══ Supplied data
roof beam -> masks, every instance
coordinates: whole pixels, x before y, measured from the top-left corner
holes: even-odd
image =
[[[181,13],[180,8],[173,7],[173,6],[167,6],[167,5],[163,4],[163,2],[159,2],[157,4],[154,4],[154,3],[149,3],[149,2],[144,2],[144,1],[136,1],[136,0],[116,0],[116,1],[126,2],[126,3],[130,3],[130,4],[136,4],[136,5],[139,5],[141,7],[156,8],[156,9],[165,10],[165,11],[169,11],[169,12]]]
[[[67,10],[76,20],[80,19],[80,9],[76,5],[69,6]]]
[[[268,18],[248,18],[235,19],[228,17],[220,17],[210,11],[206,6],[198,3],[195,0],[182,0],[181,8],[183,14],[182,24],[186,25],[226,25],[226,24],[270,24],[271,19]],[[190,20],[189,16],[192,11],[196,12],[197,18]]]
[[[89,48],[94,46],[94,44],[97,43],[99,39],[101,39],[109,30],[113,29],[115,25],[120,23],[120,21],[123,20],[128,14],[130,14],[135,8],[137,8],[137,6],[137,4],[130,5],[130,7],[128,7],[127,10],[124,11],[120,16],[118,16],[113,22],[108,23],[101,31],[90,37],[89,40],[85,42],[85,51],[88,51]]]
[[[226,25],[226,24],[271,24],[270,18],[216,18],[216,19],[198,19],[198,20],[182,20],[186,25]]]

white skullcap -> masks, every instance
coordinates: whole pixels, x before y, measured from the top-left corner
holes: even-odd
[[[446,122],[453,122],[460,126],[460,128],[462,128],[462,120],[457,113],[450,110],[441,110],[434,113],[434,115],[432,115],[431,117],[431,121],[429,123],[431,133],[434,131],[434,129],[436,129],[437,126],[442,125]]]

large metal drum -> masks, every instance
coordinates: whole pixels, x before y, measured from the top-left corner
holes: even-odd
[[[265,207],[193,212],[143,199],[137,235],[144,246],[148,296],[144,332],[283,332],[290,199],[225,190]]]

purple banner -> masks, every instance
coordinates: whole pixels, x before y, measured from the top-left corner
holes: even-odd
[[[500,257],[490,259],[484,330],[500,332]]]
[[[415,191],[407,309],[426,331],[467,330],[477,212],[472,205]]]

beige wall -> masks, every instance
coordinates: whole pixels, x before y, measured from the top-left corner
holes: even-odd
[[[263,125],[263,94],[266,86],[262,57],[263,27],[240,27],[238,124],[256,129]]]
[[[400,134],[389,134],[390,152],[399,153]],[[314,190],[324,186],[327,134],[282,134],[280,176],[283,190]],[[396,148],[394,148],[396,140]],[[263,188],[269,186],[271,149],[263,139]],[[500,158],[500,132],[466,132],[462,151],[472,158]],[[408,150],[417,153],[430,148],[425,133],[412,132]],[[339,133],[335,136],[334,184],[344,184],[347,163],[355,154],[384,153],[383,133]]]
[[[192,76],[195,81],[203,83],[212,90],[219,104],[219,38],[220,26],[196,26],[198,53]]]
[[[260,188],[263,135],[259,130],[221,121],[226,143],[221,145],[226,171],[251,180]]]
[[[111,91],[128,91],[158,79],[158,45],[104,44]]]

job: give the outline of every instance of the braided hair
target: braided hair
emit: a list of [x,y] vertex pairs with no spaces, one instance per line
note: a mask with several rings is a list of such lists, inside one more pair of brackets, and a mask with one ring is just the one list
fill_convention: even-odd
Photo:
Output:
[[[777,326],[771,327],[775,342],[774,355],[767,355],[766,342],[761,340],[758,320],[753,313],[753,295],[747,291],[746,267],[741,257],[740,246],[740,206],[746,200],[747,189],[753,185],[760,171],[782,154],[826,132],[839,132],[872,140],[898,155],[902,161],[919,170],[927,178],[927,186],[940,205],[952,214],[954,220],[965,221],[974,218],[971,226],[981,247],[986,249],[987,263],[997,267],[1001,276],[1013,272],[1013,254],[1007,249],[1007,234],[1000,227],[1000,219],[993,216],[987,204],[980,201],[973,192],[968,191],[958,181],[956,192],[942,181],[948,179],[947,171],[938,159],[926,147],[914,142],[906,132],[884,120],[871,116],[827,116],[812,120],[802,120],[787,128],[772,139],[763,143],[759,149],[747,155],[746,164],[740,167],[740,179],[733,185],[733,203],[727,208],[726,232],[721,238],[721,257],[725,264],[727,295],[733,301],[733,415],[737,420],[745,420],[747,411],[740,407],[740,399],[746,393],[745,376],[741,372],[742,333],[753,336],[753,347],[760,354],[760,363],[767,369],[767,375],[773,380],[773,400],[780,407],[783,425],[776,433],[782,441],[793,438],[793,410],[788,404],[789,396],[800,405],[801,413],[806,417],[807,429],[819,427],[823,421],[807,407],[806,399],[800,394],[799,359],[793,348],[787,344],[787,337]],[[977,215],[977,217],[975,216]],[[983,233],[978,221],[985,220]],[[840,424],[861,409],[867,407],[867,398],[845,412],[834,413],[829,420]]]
════
Work request:
Show all lines in the entries above where the string "list" appears.

Reply to the task:
emit: a list of [x,y] vertex pairs with no spaces, one instance per line
note: a mask with several rings is a list of such lists, inside one more pair of brackets, and a mask with one ring is just the one list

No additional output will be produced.